PROVIDED PASSAGE:
Shailaja Reddy Alludu () is a 2018 Indian Telugu-language romantic comedy film written and directed by Maruthi, produced by S. Radha Krishna, Suryadevara Naga Vamsi, PDV Prasad under the banner of Sithara Entertainments. It stars Naga Chaitanya, Anu Emmanuel and Ramya Krishna while Naresh, Murali Sharma, and Vennela Kishore appear in supporting roles. The music was composed by Gopi Sundar with cinematography done by Nizar Shafi and editing by Kotagiri Venkateswara Rao. The film released worldwide on 13 September 2018.

PROBLEM: Update the Shailaja Reddy Alludu passage by writing out everything from "Shailaja Reddy Alludu" down to "13 September 2018.", putting "globally" in place of "worldwide". The material here has no connection to the Shailaja Reddy Alludu passage.

SOURCE DATA:
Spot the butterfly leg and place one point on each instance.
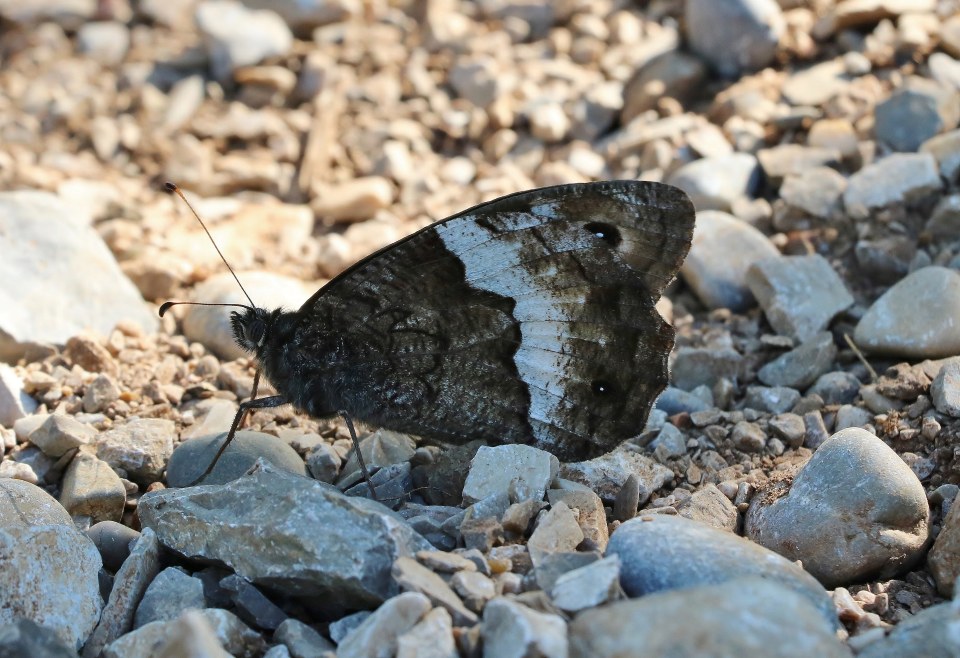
(262, 403)
(356, 447)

COMPLETED TASK:
Shailaja Reddy Alludu () is a 2018 Indian Telugu-language romantic comedy film written and directed by Maruthi, produced by S. Radha Krishna, Suryadevara Naga Vamsi, PDV Prasad under the banner of Sithara Entertainments. It stars Naga Chaitanya, Anu Emmanuel and Ramya Krishna while Naresh, Murali Sharma, and Vennela Kishore appear in supporting roles. The music was composed by Gopi Sundar with cinematography done by Nizar Shafi and editing by Kotagiri Venkateswara Rao. The film released globally on 13 September 2018.